>>>

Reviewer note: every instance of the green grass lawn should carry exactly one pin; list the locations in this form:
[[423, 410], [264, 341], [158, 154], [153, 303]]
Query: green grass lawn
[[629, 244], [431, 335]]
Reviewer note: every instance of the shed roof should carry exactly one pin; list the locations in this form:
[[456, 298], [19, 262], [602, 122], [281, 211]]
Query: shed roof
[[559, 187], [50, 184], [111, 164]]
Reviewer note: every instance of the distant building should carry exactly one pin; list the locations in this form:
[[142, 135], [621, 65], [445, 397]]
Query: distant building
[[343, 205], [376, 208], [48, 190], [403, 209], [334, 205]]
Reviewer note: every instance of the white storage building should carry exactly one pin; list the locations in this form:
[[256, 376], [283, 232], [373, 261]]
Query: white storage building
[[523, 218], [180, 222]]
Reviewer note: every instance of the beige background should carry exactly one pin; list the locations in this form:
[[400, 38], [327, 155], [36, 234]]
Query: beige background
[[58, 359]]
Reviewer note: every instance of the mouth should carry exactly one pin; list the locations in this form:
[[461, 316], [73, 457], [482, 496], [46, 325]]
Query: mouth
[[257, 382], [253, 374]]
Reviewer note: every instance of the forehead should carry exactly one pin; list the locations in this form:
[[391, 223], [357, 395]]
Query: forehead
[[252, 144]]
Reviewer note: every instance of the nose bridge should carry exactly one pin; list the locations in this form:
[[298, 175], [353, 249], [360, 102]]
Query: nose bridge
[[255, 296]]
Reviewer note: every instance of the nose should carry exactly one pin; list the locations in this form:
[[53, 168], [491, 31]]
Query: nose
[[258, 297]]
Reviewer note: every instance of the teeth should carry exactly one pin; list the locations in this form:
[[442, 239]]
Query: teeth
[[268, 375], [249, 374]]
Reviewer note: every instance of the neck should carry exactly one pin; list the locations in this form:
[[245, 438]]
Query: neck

<<<

Aim of the exercise
Rewrite all of the lines above as a numbered list, leaving out any blank lines.

Complete response
1. Reviewer note: every instance of the green grass lawn should carry exactly one pin; list the locations in this form:
2. [[423, 410], [264, 341], [158, 154], [153, 303]]
3. Query: green grass lawn
4. [[629, 244], [431, 335]]
5. Reviewer note: every instance of the shed roof should carry exactly one pin; list the locations in this form:
6. [[456, 298], [19, 262], [602, 122], [281, 211]]
7. Query: shed roof
8. [[559, 187], [50, 184], [111, 164]]
9. Reviewer note: every instance of the distant building should carry exactly one pin; list the locations in this form:
10. [[142, 135], [621, 65], [445, 397]]
11. Query: distant building
12. [[343, 205], [376, 208], [48, 190], [403, 209], [334, 205]]
13. Reviewer note: every instance of the white storage building should carry exactly one pin; list the locations in this form:
14. [[256, 376], [283, 232], [373, 261]]
15. Query: white storage building
16. [[523, 218], [180, 222]]
17. Reviewer note: every instance of the beige background should carry exactly one pin; list the locations in this form:
18. [[400, 38], [327, 155], [36, 234]]
19. Query: beige background
20. [[58, 359]]
21. Reviewer note: every instance of the mouth should carry exactly one pin; list the locations in this form:
22. [[461, 316], [73, 457], [482, 496], [46, 325]]
23. Query: mouth
24. [[257, 382], [253, 374]]
25. Reviewer note: every instance of the forehead should carry exactly one pin; list the locations in this form:
26. [[391, 223], [357, 395]]
27. Query: forehead
28. [[252, 144]]
29. Reviewer note: every instance of the nose bridge should carry exactly one pin; list the locations in this form:
30. [[298, 175], [353, 249], [360, 102]]
31. Query: nose bridge
32. [[255, 296]]
33. Reviewer note: every instance of the nose should carry exactly one pin; list the locations in this form:
34. [[53, 168], [491, 31]]
35. Query: nose
36. [[258, 297]]
37. Reviewer note: every instance of the teeth should carry exactly one pin; list the locations in this form:
38. [[442, 239]]
39. Query: teeth
40. [[268, 375], [249, 374]]
41. Reviewer note: every instance of the neck should carry exactly one pin; list the locations in this form:
42. [[245, 438]]
43. Query: neck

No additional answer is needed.